* Goal
Reproduce all the entries exactly and keep the pictures out.

* Records provided
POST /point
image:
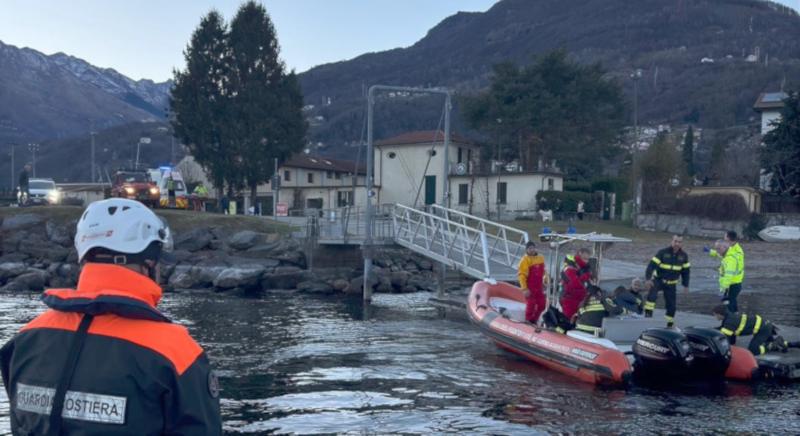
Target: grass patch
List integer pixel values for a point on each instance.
(179, 220)
(616, 228)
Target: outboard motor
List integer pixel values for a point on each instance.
(662, 354)
(711, 351)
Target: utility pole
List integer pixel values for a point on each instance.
(94, 169)
(33, 147)
(12, 167)
(636, 75)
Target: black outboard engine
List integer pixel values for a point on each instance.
(711, 351)
(662, 355)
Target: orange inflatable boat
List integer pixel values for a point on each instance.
(498, 310)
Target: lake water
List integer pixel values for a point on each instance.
(290, 363)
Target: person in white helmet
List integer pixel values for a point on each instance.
(103, 360)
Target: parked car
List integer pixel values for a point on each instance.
(42, 191)
(135, 185)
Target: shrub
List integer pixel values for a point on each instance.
(756, 224)
(721, 207)
(564, 201)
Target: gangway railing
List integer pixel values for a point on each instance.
(505, 243)
(467, 248)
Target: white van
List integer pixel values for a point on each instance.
(161, 176)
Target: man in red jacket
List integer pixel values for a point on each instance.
(103, 360)
(532, 279)
(574, 276)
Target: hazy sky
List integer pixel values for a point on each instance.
(146, 38)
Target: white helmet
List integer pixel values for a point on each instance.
(121, 226)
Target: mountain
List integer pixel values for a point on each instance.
(703, 61)
(58, 96)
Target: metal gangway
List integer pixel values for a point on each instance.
(475, 246)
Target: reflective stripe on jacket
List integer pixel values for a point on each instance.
(134, 372)
(744, 324)
(669, 267)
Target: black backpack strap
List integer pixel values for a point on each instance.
(66, 375)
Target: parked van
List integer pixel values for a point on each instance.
(161, 176)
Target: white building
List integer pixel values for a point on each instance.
(306, 182)
(770, 105)
(409, 169)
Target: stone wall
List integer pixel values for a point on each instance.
(704, 227)
(688, 225)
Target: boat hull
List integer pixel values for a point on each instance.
(589, 362)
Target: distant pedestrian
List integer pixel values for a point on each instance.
(171, 191)
(24, 185)
(224, 204)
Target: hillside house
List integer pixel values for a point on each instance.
(769, 104)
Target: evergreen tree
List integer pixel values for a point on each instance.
(266, 101)
(781, 151)
(198, 101)
(553, 109)
(688, 151)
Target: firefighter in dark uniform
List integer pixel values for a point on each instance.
(765, 336)
(594, 308)
(668, 267)
(103, 360)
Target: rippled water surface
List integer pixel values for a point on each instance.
(297, 364)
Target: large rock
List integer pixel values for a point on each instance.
(284, 280)
(235, 277)
(44, 250)
(315, 287)
(194, 240)
(11, 269)
(243, 240)
(58, 234)
(21, 221)
(33, 280)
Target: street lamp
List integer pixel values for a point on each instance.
(33, 147)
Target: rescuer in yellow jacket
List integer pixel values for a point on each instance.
(731, 269)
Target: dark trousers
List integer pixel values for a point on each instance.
(731, 294)
(669, 296)
(758, 345)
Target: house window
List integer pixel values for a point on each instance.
(344, 198)
(501, 192)
(463, 193)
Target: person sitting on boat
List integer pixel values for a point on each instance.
(631, 299)
(765, 337)
(596, 306)
(532, 278)
(574, 276)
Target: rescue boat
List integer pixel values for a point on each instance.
(647, 353)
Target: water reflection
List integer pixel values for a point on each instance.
(297, 364)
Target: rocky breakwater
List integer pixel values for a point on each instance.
(38, 253)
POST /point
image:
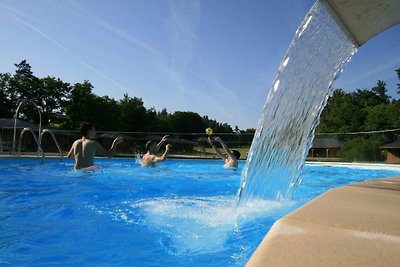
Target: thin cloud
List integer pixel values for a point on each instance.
(17, 16)
(183, 18)
(115, 30)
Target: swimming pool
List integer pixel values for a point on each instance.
(180, 213)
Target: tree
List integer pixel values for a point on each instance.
(80, 105)
(380, 90)
(6, 109)
(133, 114)
(187, 122)
(342, 114)
(52, 98)
(23, 85)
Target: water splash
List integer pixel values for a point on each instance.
(291, 112)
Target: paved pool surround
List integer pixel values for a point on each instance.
(354, 225)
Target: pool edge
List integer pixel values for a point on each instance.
(353, 225)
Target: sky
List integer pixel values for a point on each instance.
(214, 57)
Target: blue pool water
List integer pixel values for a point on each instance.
(180, 213)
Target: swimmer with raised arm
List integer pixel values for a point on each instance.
(85, 149)
(150, 158)
(231, 159)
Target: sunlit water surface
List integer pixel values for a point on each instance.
(180, 213)
(291, 112)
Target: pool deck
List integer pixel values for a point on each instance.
(354, 225)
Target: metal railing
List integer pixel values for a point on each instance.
(54, 139)
(40, 149)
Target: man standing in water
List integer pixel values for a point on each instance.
(150, 159)
(231, 160)
(85, 149)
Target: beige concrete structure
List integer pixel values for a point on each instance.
(363, 19)
(355, 225)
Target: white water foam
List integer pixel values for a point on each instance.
(291, 112)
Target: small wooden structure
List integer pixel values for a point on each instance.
(325, 148)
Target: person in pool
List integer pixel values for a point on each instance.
(85, 149)
(231, 159)
(150, 159)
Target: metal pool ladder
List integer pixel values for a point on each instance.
(28, 129)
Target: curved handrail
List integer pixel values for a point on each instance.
(16, 117)
(54, 139)
(27, 129)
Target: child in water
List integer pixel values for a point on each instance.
(231, 159)
(150, 159)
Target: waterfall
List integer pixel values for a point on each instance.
(291, 112)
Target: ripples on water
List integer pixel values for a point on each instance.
(291, 112)
(180, 213)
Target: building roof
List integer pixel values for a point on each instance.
(395, 144)
(327, 143)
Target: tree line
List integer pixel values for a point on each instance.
(364, 110)
(64, 106)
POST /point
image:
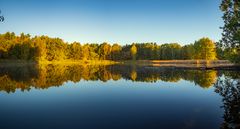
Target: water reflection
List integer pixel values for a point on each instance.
(229, 88)
(45, 76)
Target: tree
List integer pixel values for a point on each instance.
(205, 49)
(116, 51)
(133, 51)
(104, 50)
(231, 28)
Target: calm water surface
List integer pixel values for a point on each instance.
(117, 97)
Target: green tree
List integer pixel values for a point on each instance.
(116, 51)
(205, 49)
(133, 51)
(104, 50)
(231, 29)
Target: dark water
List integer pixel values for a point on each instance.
(118, 97)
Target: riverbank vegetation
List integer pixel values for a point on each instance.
(46, 49)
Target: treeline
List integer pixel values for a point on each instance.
(45, 76)
(44, 48)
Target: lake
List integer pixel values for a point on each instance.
(118, 97)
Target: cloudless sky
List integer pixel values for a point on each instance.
(114, 21)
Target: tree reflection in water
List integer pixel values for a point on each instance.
(226, 83)
(229, 88)
(45, 76)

* Task response
POST /point
image:
Target: grass patch
List integer pixel values for a point on each instance.
(179, 220)
(616, 228)
Target: outboard motor
List integer pixel values for a point on each instance.
(662, 354)
(711, 351)
Target: utility pole
List integer pixel values for a point on each instance.
(94, 169)
(33, 147)
(12, 167)
(636, 75)
Target: black outboard engine
List integer pixel values for a point on each instance.
(711, 351)
(662, 355)
Target: orange inflatable boat
List integer pixel values for a point on each instance.
(498, 310)
Target: lake water
List integer pixel values for a point on each instance.
(290, 363)
Target: person in white helmet
List integer pixel values for a point on each instance.
(103, 360)
Target: parked car
List integer pixel values for a point on each instance.
(42, 191)
(135, 185)
Target: shrub
List integer pixel values for a point on each instance.
(756, 224)
(721, 207)
(564, 201)
Target: gangway railing
List integer pixel values for a point on each instance.
(505, 243)
(467, 248)
Target: white van
List integer pixel values for a point on each instance.
(161, 176)
Target: man in red jacket
List integer pixel values for a point on each instance.
(103, 360)
(532, 279)
(574, 276)
Target: hazy sky
List integer pixel values for a point on each instance.
(146, 38)
Target: white helmet
List integer pixel values for a point on each instance.
(121, 226)
Target: mountain
List integer pixel values for a point on each instance.
(703, 61)
(58, 96)
Target: metal gangway
List integer pixel values for a point on each instance.
(475, 246)
Target: reflective stripe on jacket
List integer pixel values for a point on each instance.
(134, 372)
(744, 324)
(669, 267)
Target: black backpack strap
List integer pixel values for a point on each instance.
(66, 375)
Target: parked van
List integer pixel values for a point on each instance.
(161, 176)
Target: white building
List integer pixel values for a point on each instance.
(306, 182)
(770, 105)
(409, 169)
Target: stone wall
List integer pixel values for a point on each instance.
(704, 227)
(688, 225)
Target: boat hull
List integer pixel values for a point on each instance.
(589, 362)
Target: distant pedestrian
List integer pixel values for a point on each instance.
(171, 191)
(24, 185)
(224, 204)
Target: hillside house
List integer pixel values for a point on each instance.
(769, 104)
Target: evergreen tree
List integer pixel values for a point on each instance.
(266, 101)
(781, 151)
(198, 101)
(553, 109)
(688, 151)
Target: firefighter in dark uniform
List integer pixel values for a point on each instance.
(765, 336)
(594, 308)
(668, 267)
(103, 360)
Target: rippled water surface
List integer pixel values for a point on each instance.
(297, 364)
Target: large rock
List integer pixel values for a point on each instance.
(284, 280)
(235, 277)
(44, 250)
(315, 287)
(194, 240)
(11, 269)
(243, 240)
(58, 234)
(21, 221)
(33, 280)
Target: street lamp
List integer pixel values for a point on each instance.
(33, 147)
Target: rescuer in yellow jacket
List integer pixel values for a point on each instance.
(731, 269)
Target: dark trousers
List integer pixel values for a point on each instance.
(731, 294)
(669, 296)
(758, 345)
Target: house window
List integer pixel values for a point on each instance.
(344, 198)
(501, 192)
(463, 193)
Target: person sitting on boat
List integer pixel values for a point on each instance.
(631, 299)
(765, 337)
(596, 306)
(532, 278)
(574, 276)
Target: rescue boat
List integer pixel values for a point on each instance.
(647, 353)
Target: water reflection
List integer pixel values for a point on each instance.
(297, 364)
Target: rocky breakwater
List integer pixel values for a point on each instance.
(38, 253)
POST /point
image:
Target: thin cloud
List integer pixel values for a point on each instance.
(17, 16)
(183, 18)
(115, 30)
Target: swimming pool
List integer pixel values for a point on each instance.
(180, 213)
Target: tree
List integer pixel values for a point on each instance.
(80, 105)
(380, 90)
(6, 109)
(133, 114)
(187, 122)
(342, 114)
(52, 98)
(23, 85)
Target: water splash
List integer pixel values for a point on each instance.
(291, 112)
Target: paved pool surround
List integer pixel values for a point on each instance.
(354, 225)
Target: pool edge
List integer pixel values for a point on each instance.
(353, 225)
Target: sky
List integer pixel values for a point on each instance.
(214, 57)
Target: blue pool water
List integer pixel values for a point on each instance.
(180, 213)
Target: swimmer with raised arm
List integer pixel values for a point on each instance.
(85, 149)
(150, 158)
(231, 159)
Target: sunlit water surface
List integer pixel values for a point on each instance.
(180, 213)
(291, 112)
Target: pool deck
List integer pixel values for a point on each instance.
(354, 225)
Target: metal railing
List integer pixel values for a point on each instance.
(54, 139)
(40, 149)
Target: man standing in water
List integer pixel values for a point on each instance.
(150, 159)
(231, 160)
(85, 149)
Target: beige concrete structure
List integer pixel values for a point on each instance.
(363, 19)
(355, 225)
Target: white water foam
List integer pixel values for a point on each instance.
(291, 112)
Target: small wooden structure
List integer pixel values for a point on each instance.
(325, 148)
Target: person in pool
List integer pixel values for a point on each instance.
(85, 149)
(231, 159)
(150, 159)
Target: metal pool ladder
List integer pixel values for a point on each instance.
(28, 129)
Target: curved handrail
List integer pixel values for a point on each instance.
(16, 117)
(54, 139)
(27, 129)
Target: child in water
List integer pixel values for a point on each instance.
(231, 159)
(150, 159)
Target: waterfall
List integer pixel values for a point on each instance.
(291, 112)
Target: ripples on water
List integer pixel values for a point on each instance.
(291, 112)
(180, 213)
Target: building roof
List integer pixel values for a point on each instance.
(395, 144)
(327, 143)
Target: tree line
List integer pixel values for a point on each instance.
(364, 110)
(64, 106)
POST /point
image:
Target: water reflection
List integer pixel values for a point on each instance.
(229, 88)
(45, 76)
Target: tree
List integer pixel values for a point on each instance.
(205, 49)
(116, 51)
(133, 51)
(104, 50)
(231, 28)
Target: calm water surface
List integer pixel values for a point on each instance.
(117, 97)
Target: green tree
List integer pixel values for a point on each instance.
(116, 51)
(205, 49)
(133, 51)
(104, 50)
(231, 29)
Target: dark water
List integer pixel values for a point on each instance.
(118, 97)
Target: riverbank vegetation
List integer pixel values for a point on each instance.
(46, 49)
Target: treeline
List integer pixel values for a point on each instance.
(45, 76)
(44, 48)
Target: lake
List integer pixel values for a point on each instance.
(118, 97)
Target: cloudless sky
List integer pixel values for a point on each instance.
(114, 21)
Target: tree reflection in water
List integer pixel values for a point on each instance.
(226, 83)
(229, 88)
(45, 76)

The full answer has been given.